**Stated task**
Take the line that contains "ceiling fan light" and all lines after it, up to and including the last line of the data, and write them out exactly; nothing else belongs in the answer.

Data listing

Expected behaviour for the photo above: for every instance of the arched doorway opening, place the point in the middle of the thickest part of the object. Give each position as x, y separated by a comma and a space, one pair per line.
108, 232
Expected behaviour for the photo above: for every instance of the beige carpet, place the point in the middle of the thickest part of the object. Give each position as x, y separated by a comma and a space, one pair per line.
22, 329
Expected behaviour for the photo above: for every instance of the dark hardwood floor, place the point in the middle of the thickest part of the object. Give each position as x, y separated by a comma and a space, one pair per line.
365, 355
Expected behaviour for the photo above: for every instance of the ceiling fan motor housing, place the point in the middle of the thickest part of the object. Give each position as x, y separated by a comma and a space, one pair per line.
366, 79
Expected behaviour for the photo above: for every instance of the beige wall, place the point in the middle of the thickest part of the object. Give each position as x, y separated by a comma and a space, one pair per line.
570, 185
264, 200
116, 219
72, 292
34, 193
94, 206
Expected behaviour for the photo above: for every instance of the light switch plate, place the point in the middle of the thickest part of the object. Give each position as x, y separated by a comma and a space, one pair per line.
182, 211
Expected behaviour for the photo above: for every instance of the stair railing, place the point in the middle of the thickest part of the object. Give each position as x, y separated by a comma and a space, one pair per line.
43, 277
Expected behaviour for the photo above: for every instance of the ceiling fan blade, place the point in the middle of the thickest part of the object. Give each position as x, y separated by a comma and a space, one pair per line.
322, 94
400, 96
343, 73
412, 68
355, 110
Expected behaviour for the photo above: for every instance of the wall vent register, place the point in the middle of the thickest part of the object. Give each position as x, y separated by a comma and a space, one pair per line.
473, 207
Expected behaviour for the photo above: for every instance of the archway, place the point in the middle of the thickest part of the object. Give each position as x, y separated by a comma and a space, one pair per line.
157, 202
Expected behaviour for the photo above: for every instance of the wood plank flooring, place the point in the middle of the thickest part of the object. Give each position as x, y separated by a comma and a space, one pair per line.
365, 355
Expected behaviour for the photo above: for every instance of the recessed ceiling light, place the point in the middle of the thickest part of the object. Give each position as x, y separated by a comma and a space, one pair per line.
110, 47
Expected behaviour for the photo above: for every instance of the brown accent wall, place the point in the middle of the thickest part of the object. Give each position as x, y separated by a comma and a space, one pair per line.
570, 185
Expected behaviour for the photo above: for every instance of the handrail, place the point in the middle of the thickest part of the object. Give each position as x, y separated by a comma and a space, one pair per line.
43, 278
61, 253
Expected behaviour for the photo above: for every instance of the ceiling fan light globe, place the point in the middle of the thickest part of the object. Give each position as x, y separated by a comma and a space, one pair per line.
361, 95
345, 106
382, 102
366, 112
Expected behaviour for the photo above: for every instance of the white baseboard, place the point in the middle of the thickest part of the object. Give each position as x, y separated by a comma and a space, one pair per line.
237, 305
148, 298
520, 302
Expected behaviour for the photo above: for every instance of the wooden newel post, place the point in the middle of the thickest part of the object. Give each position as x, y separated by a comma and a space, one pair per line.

**Solved exercise**
Expected behaviour for the photo above: for every instance of the ceiling fan light globe, place the point in the middle of the thickest part of the object. Give each position as x, y separated by a comma and a space, one pair per line.
361, 95
345, 106
382, 102
366, 112
Expected behaviour for the photo above: for every instance of the white baseboard, place the point in the middle of the thickest part of the object. Give each position as x, y separated by a comma and a space, one pair per line.
237, 305
148, 298
520, 302
Expected behaviour for the photo above: for every instance of the wooden newel post, place the point in the middle of the thickest part of the object. Give each position as x, y separated by a comma and a space, one pair per line.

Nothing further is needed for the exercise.